_Your goal_.
Reproduce all of the data exactly, with no line skipped.

_Dataset content_.
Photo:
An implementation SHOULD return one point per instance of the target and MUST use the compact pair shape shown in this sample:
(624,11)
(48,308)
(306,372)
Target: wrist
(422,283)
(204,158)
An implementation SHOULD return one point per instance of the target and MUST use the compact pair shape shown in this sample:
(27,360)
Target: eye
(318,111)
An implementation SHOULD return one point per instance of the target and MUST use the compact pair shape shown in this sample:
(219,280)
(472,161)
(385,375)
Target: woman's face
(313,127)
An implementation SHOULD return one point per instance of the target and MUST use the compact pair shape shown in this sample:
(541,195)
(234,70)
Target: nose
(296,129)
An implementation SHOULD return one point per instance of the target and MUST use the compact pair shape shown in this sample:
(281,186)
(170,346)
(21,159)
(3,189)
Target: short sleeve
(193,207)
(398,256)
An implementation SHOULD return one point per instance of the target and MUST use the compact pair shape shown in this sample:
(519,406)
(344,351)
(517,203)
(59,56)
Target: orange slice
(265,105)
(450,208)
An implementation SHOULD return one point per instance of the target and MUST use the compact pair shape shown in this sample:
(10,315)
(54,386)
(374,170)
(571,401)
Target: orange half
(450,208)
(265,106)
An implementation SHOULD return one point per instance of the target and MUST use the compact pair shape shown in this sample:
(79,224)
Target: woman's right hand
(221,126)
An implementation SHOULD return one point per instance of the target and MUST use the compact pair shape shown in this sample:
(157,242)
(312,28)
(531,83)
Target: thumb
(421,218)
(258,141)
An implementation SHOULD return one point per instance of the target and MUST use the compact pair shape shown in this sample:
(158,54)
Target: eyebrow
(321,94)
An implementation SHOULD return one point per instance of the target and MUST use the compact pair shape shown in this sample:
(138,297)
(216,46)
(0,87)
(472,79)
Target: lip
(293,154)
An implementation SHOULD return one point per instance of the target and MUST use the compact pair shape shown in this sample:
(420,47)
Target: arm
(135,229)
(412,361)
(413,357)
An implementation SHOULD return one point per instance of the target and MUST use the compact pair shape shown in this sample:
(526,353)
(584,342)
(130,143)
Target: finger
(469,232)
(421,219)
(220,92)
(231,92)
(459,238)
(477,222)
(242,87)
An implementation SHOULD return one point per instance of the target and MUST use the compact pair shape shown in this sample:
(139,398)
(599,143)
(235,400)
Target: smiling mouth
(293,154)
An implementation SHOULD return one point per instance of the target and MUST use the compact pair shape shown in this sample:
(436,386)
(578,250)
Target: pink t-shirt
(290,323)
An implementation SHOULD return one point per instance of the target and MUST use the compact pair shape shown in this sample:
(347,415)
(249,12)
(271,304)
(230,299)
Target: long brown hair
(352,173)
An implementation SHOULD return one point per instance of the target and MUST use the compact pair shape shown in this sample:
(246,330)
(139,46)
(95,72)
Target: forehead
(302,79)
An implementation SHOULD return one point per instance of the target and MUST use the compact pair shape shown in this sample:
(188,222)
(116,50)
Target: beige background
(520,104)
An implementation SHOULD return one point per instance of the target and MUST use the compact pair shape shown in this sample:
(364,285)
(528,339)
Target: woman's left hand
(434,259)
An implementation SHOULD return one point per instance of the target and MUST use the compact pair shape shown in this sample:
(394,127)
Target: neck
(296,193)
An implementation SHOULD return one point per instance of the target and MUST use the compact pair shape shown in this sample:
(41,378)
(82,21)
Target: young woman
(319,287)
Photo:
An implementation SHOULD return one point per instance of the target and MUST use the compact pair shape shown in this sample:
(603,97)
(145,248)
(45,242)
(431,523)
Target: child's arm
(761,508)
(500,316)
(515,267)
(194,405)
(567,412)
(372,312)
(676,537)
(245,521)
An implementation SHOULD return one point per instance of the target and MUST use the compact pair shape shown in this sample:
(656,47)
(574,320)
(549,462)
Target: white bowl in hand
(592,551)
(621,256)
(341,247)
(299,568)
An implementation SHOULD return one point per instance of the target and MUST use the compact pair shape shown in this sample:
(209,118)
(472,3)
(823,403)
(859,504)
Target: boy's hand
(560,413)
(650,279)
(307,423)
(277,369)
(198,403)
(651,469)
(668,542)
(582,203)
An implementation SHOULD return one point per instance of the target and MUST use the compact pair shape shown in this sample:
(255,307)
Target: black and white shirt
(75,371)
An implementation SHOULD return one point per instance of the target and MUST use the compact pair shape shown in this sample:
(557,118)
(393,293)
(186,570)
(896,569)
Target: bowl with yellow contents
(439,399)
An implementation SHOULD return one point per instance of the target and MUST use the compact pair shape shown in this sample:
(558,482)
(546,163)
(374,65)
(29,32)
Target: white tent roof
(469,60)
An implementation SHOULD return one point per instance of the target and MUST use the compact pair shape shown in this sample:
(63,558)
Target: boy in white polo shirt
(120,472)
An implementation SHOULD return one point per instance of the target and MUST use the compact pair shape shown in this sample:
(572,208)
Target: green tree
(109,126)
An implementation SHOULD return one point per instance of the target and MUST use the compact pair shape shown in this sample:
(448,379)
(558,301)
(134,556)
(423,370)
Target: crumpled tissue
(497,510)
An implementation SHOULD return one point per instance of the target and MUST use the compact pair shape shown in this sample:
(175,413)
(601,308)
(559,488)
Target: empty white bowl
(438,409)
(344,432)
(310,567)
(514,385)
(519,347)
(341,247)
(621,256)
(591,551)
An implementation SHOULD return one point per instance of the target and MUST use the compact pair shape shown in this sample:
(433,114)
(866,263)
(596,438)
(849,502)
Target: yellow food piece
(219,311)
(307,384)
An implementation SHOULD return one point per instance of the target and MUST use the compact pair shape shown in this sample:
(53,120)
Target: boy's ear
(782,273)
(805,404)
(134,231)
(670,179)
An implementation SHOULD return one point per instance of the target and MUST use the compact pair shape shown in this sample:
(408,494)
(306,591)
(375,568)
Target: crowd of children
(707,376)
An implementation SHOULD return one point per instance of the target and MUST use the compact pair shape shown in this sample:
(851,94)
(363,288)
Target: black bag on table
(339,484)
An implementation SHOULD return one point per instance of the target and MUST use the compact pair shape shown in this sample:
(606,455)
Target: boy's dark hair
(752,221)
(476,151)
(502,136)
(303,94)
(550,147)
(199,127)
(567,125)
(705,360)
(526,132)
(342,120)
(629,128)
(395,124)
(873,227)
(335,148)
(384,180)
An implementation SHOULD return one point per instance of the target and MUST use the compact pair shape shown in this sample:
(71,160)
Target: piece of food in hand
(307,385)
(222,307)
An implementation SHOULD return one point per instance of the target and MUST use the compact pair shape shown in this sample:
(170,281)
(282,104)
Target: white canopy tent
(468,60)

_Full answer_.
Photo:
An implementation SHOULD return one point per instance of the target and MUST use the compact pair shape shown in this sample:
(624,11)
(48,308)
(306,372)
Target: wrist
(422,283)
(204,158)
An implementation SHOULD return one point per instance of the target and MUST use the compact pair shape shown in this sample:
(27,360)
Target: eye
(318,111)
An implementation SHOULD return one point per instance of the target and MUST use the compact pair shape shown in this sample:
(219,280)
(472,161)
(385,375)
Target: woman's face
(313,127)
An implementation SHOULD return one point per instance of the target and MUST use the compact pair shape shown in this sample:
(541,195)
(234,70)
Target: nose
(296,129)
An implementation SHOULD return one point per instance of the target and MUST use the compact pair shape shown in this sample:
(281,186)
(170,346)
(21,159)
(3,189)
Target: short sleeve
(193,207)
(398,256)
An implementation SHOULD return one point per instance of the target and MUST use the compact pair shape shown in this sample:
(519,406)
(344,351)
(517,203)
(59,56)
Target: orange slice
(265,105)
(450,208)
An implementation SHOULD return one point per instance of the target and MUST use the compact pair shape shown in this sample:
(10,315)
(54,386)
(374,170)
(571,401)
Target: orange half
(450,208)
(265,106)
An implementation SHOULD return one point per instance of the target and MUST use the compact pair shape shown in this sample:
(79,224)
Target: woman's right hand
(221,126)
An implementation SHOULD return one point per instance of the target and MUST use the compact pair shape shown in this sample:
(157,242)
(312,28)
(531,83)
Target: thumb
(421,218)
(258,141)
An implementation SHOULD return one point per instance of the target and MUST use the compact pair shape shown in this sample:
(158,54)
Target: eyebrow
(321,94)
An implementation SHOULD return one point per instance of the target and MUST use the compact pair shape shown in this sample:
(138,297)
(216,46)
(0,87)
(472,79)
Target: lip
(293,154)
An implementation SHOULD return one point per instance of the target and MUST use the compact pair shape shown in this sample:
(420,47)
Target: arm
(135,229)
(412,361)
(413,357)
An implementation SHOULD return one point per instance of the target and MUST use the compact pair shape shown in this sample:
(526,353)
(584,342)
(130,143)
Target: finger
(469,232)
(421,219)
(220,92)
(231,92)
(459,238)
(477,222)
(242,87)
An implementation SHOULD return one point per instance of the target and MUST use the compact pair shape shown in this sample:
(139,398)
(599,143)
(235,400)
Target: smiling mouth
(293,154)
An implementation SHOULD return one point per instance of the target and MUST use the compact pair shape shown in this sample:
(436,386)
(578,250)
Target: pink t-shirt
(290,323)
An implementation SHOULD return one point per instance of the target and MUST use the compact pair shape shown in this sample:
(347,415)
(249,12)
(271,304)
(230,299)
Target: long brown hair
(352,173)
An implementation SHOULD return one point per instance of the target and MUST use the compact pair shape shown in this sample:
(246,330)
(139,46)
(95,72)
Target: forehead
(302,79)
An implementation SHOULD return one point per instance of the target and MUST use the compact pair shape shown in this sample:
(188,222)
(116,50)
Target: beige background
(520,104)
An implementation SHOULD return one point per instance of the target and MUST use the compact pair shape shown in this sample:
(364,285)
(528,339)
Target: woman's left hand
(434,259)
An implementation SHOULD return one point per instance of the target and MUST use the compact pair shape shown in this sample:
(394,127)
Target: neck
(296,193)
An implementation SHOULD return one point per instance of the target and MUST use the compact pair shape shown in this sample:
(41,378)
(82,21)
Target: young woman
(319,287)
Photo:
An implementation SHOULD return one point per instance of the target and MUST use the compact pair shape shown in this sample:
(603,97)
(145,248)
(45,242)
(431,523)
Target: child's arm
(761,508)
(500,316)
(515,267)
(194,405)
(567,412)
(372,312)
(676,537)
(245,521)
An implementation SHOULD return one point per instance of the target and MUST use the compact pair shape shown in this sample:
(656,47)
(574,320)
(549,462)
Target: white bowl in hand
(592,551)
(621,256)
(341,247)
(299,568)
An implementation SHOULD return one point per instance of the target and MUST use the compact pair shape shown in this sample:
(209,118)
(472,3)
(823,403)
(859,504)
Target: boy's hand
(560,413)
(650,279)
(307,423)
(277,369)
(198,403)
(651,469)
(668,542)
(582,203)
An implementation SHOULD return one point per instance of the target and MUST use the compact pair shape shown in this sample:
(255,307)
Target: black and white shirt
(75,371)
An implementation SHOULD return one point per instance of the target and MUST use the compact pair shape shown in this sample:
(557,118)
(393,293)
(186,570)
(896,569)
Target: bowl with yellow contents
(439,399)
An implementation SHOULD return one point per instance of the target and MUST use the compact pair shape shown in this sample:
(558,482)
(546,163)
(374,65)
(29,32)
Target: white tent roof
(469,60)
An implementation SHOULD return one point per instance of the target and MUST use the compact pair shape shown in this sample:
(63,558)
Target: boy in white polo shirt
(120,472)
An implementation SHOULD return one point per instance of the target and MUST use the compact pair shape shown in this sample:
(572,208)
Target: green tree
(109,126)
An implementation SHOULD return one point per instance of the target and MUST use the compact pair shape shown in this sample:
(448,379)
(558,301)
(134,556)
(423,370)
Target: crumpled tissue
(497,510)
An implementation SHOULD return one point per instance of the target and MUST use the compact pair shape shown in this sample:
(175,413)
(601,308)
(559,488)
Target: empty white bowl
(438,409)
(344,432)
(310,567)
(514,385)
(519,347)
(341,247)
(621,256)
(591,551)
An implementation SHOULD return one point per instance of the target and MUST use the compact pair shape shown in this sample:
(433,114)
(866,263)
(596,438)
(849,502)
Target: yellow food piece
(219,311)
(307,384)
An implementation SHOULD return one point per instance of the target and MUST use the compact pair shape shown in this sample:
(53,120)
Target: boy's ear
(782,273)
(805,404)
(134,231)
(670,179)
An implementation SHOULD return one point per instance of the target and MUST use the compact pair shape shown in this sample:
(408,494)
(306,591)
(375,568)
Target: crowd of children
(707,376)
An implementation SHOULD return one point per instance of the target and MUST use the compact pair shape shown in this sample:
(851,94)
(363,288)
Target: black bag on table
(339,484)
An implementation SHOULD return one point per instance of the target and MUST use the compact pair shape shown in this sample:
(606,455)
Target: boy's dark hair
(752,221)
(476,151)
(502,136)
(303,94)
(550,147)
(199,127)
(567,125)
(705,360)
(526,132)
(342,120)
(629,128)
(395,124)
(873,227)
(335,148)
(384,180)
An implementation SHOULD return one point per instance of the target and MUST use the compact pair shape shown in this sample:
(71,160)
Target: piece of food in hand
(307,385)
(222,307)
An implementation SHOULD return one point per instance of the target and MUST use the compact pair shape shown in this sample:
(170,281)
(282,104)
Target: white canopy tent
(468,60)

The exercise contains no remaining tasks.